Dataset entries:
—————
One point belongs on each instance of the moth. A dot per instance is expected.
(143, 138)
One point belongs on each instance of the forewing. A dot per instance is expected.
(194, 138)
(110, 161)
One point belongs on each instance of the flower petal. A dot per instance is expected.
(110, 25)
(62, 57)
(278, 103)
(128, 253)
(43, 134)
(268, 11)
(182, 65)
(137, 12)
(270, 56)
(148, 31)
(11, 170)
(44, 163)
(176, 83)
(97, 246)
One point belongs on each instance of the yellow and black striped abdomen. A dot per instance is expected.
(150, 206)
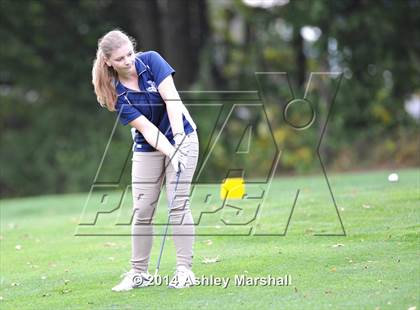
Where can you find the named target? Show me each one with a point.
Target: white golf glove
(179, 159)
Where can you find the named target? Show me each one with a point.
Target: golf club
(167, 225)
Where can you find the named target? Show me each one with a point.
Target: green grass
(377, 265)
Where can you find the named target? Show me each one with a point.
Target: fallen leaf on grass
(208, 260)
(65, 291)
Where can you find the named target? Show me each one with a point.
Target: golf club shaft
(167, 224)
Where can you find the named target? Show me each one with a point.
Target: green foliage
(53, 132)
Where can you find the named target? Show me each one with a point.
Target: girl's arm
(153, 135)
(174, 105)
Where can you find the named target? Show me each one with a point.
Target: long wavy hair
(103, 76)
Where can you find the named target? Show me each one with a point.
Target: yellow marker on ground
(232, 188)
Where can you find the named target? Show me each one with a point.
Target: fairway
(374, 266)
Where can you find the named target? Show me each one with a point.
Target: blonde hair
(103, 76)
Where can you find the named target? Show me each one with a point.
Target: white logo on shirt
(152, 87)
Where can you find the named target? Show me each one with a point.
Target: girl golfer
(140, 88)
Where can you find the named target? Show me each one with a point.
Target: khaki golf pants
(148, 171)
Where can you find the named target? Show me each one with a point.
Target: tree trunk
(177, 41)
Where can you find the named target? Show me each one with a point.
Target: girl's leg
(147, 175)
(181, 219)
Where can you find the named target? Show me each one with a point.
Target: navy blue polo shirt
(131, 104)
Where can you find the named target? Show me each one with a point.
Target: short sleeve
(160, 68)
(126, 111)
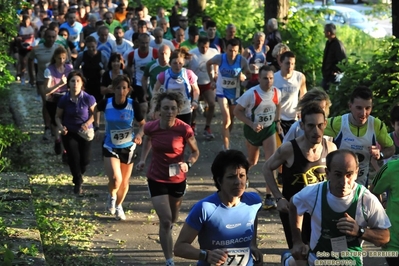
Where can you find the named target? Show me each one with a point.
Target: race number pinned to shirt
(229, 83)
(174, 169)
(237, 257)
(339, 244)
(121, 136)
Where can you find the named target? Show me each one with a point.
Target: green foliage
(154, 5)
(380, 73)
(248, 18)
(304, 34)
(9, 135)
(8, 22)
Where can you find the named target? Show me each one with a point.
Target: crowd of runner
(157, 72)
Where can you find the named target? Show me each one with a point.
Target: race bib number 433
(121, 136)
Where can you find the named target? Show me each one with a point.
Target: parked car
(347, 16)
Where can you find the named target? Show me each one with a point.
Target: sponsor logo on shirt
(232, 226)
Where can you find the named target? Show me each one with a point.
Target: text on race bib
(237, 257)
(229, 83)
(121, 136)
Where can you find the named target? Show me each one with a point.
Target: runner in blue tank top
(120, 142)
(228, 81)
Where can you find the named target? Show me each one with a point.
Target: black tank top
(91, 67)
(302, 172)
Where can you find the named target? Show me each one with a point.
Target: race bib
(237, 257)
(121, 136)
(229, 83)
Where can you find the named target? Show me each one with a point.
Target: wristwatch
(360, 232)
(203, 255)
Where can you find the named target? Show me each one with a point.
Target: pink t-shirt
(167, 149)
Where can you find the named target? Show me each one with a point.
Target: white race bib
(237, 257)
(229, 83)
(121, 136)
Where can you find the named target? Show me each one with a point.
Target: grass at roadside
(66, 225)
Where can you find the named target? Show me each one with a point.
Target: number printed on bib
(121, 136)
(237, 257)
(229, 83)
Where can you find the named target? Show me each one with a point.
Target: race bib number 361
(121, 136)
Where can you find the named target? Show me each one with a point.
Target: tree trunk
(395, 18)
(195, 10)
(275, 9)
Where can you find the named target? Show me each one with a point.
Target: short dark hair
(225, 159)
(76, 73)
(330, 27)
(114, 57)
(287, 54)
(210, 23)
(340, 152)
(266, 69)
(172, 96)
(90, 39)
(310, 109)
(233, 42)
(203, 40)
(361, 92)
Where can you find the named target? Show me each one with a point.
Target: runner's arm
(273, 163)
(302, 89)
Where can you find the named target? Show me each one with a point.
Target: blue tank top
(228, 82)
(118, 125)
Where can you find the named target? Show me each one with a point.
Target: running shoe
(111, 201)
(47, 134)
(119, 213)
(77, 189)
(57, 147)
(208, 134)
(286, 259)
(269, 203)
(64, 157)
(170, 263)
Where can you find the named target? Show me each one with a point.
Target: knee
(166, 224)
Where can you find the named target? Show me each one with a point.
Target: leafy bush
(380, 73)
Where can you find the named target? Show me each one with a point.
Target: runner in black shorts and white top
(120, 141)
(259, 109)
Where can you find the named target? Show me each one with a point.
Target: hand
(257, 127)
(194, 105)
(213, 84)
(84, 126)
(183, 167)
(375, 152)
(283, 205)
(137, 139)
(217, 257)
(63, 130)
(300, 251)
(347, 225)
(279, 128)
(63, 80)
(257, 255)
(140, 166)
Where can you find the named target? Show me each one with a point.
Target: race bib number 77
(237, 257)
—————
In the copy, every entry must appear exactly as written, and no picture may appear.

One point belongs on each instance of the moth. A dot per instance is expected.
(143, 138)
One point belongs on each instance of the forewing. A dot per instance is expected.
(194, 138)
(110, 161)
One point belongs on each instance of the flower petal. A dot per instance is expected.
(110, 25)
(62, 57)
(278, 103)
(128, 253)
(43, 134)
(268, 11)
(182, 65)
(137, 12)
(270, 56)
(148, 31)
(11, 170)
(44, 163)
(176, 83)
(97, 246)
One point belongs on each instance of the yellow and black striped abdomen. A dot per instance is expected.
(150, 206)
Where can you find the named target? Show me each one with a point.
Target: white golf glove
(179, 159)
Where can you find the named target? Show me each one with a point.
Target: golf club
(167, 225)
Where can you find the named target? Show me each one with a point.
Target: green grass
(377, 265)
Where can you find the named target? Show me each one with a point.
Target: fallen leaf on grass
(208, 260)
(65, 291)
Where can you find the named target? Show me each one with a point.
Target: golf club shaft
(167, 224)
Where can you find the named target? Show me each one with a point.
Target: green foliage
(53, 132)
Where can you find the named target? Show me each one with a point.
Target: girl's arm
(153, 135)
(174, 105)
Where can you find the named target? Show me each one with a point.
Target: long wavy hair
(103, 76)
Where can you find the named target? Show me each one with a point.
Target: yellow marker on ground
(232, 188)
Where can you find the named target? Show me each one with a point.
Target: fairway
(374, 266)
Where can you find the named target? Show me each one with a point.
Target: blonde hair
(103, 76)
Where can you find the named target? Show me each one with a point.
Target: white logo on shirt
(152, 87)
Where can you find the named target? Show me each one with a point.
Target: girl golfer
(140, 88)
Where can you find the named target? Show me each one with a point.
Target: khaki golf pants
(148, 171)
Where can you find the named target? Show me each one with a point.
Target: tree trunk
(177, 41)
Where can you find the named target? Show me each one with a point.
Target: girl's leg
(147, 175)
(181, 219)
Where can you find the named target? Show me each one with a point.
Target: navy blue polo shirt
(131, 104)
Where can you find the named target? Show me each one with a point.
Target: short sleeve
(160, 68)
(126, 111)
Where can you find the named target? Show me each one with a point.
Target: race number pinned to shirt
(229, 83)
(174, 169)
(237, 257)
(339, 244)
(121, 136)
Where can you find the named target? Show me each one with a point.
Target: green foliage
(154, 5)
(380, 73)
(248, 18)
(304, 34)
(9, 135)
(8, 22)
Where can you find the named target? Show me each one with a point.
Target: crowd of runner
(157, 72)
Where can you find the named target? Show me each one with a point.
Target: race bib number 433
(121, 136)
Where can you find the named target? Show me each one with a point.
Target: parked car
(347, 16)
Where can you find the named target? Show me each one with a point.
Target: sponsor logo on shirt
(232, 226)
Where can you find the named target? Show me each one with a point.
Target: text on race bib
(237, 257)
(229, 83)
(121, 136)
Where can you find the named target? Show me each one with a point.
Target: runner in blue tank top
(120, 142)
(228, 81)
Where can you find the named target? Show me each one with a point.
Target: black tank top
(91, 67)
(302, 172)
Where can you find the named target? Show me each one with a point.
Target: race bib
(237, 257)
(121, 136)
(229, 83)
Where can you find the named target? Show me each one with a point.
Target: wristwatch
(360, 232)
(203, 255)
Where can you find the named target? Show me each one with a point.
Target: pink t-shirt
(167, 149)
Where can you find the named target? Show me each one with a point.
Target: white race bib
(237, 257)
(229, 83)
(121, 136)
Where can you find the named target? Show me each one with a point.
Target: grass at roadside
(66, 225)
Where can you find the named target? Show me each one with a point.
Target: number printed on bib
(121, 136)
(237, 257)
(229, 83)
Where can you find the named target? Show me each one with a point.
Target: race bib number 361
(121, 136)
Where can you find the named target? Show me each one with a point.
Target: tree trunk
(395, 18)
(195, 10)
(275, 9)
Where can you find the named target? Show me each one with a point.
Target: short dark hair
(225, 159)
(76, 73)
(330, 27)
(114, 57)
(287, 54)
(210, 23)
(340, 152)
(266, 69)
(172, 96)
(90, 39)
(310, 109)
(233, 42)
(203, 40)
(361, 92)
Where can you find the named target? Show me each one with a point.
Target: runner's arm
(273, 163)
(302, 89)
Where can you find the named target? Show me each one with a point.
Target: blue tank top
(228, 82)
(118, 125)
Where can you find the named target? Show me each one with a point.
Target: running shoe
(111, 201)
(47, 134)
(119, 213)
(77, 189)
(57, 147)
(208, 134)
(286, 259)
(269, 203)
(64, 157)
(170, 263)
Where can you find the named target? Show me each one with a point.
Target: knee
(166, 224)
Where can you find the named target? Show me each one with a point.
Target: leafy bush
(380, 73)
Where can you find the named target? Show me each one with a point.
Target: runner in black shorts and white top
(120, 141)
(259, 109)
Where can you find the named target? Show me each one with a point.
Target: hand
(257, 127)
(194, 105)
(213, 84)
(84, 126)
(183, 167)
(375, 152)
(283, 205)
(137, 139)
(217, 257)
(63, 130)
(300, 251)
(347, 225)
(279, 128)
(63, 80)
(257, 255)
(140, 166)
Where can you find the named target? Show me each one with a point.
Target: race bib number 77
(237, 257)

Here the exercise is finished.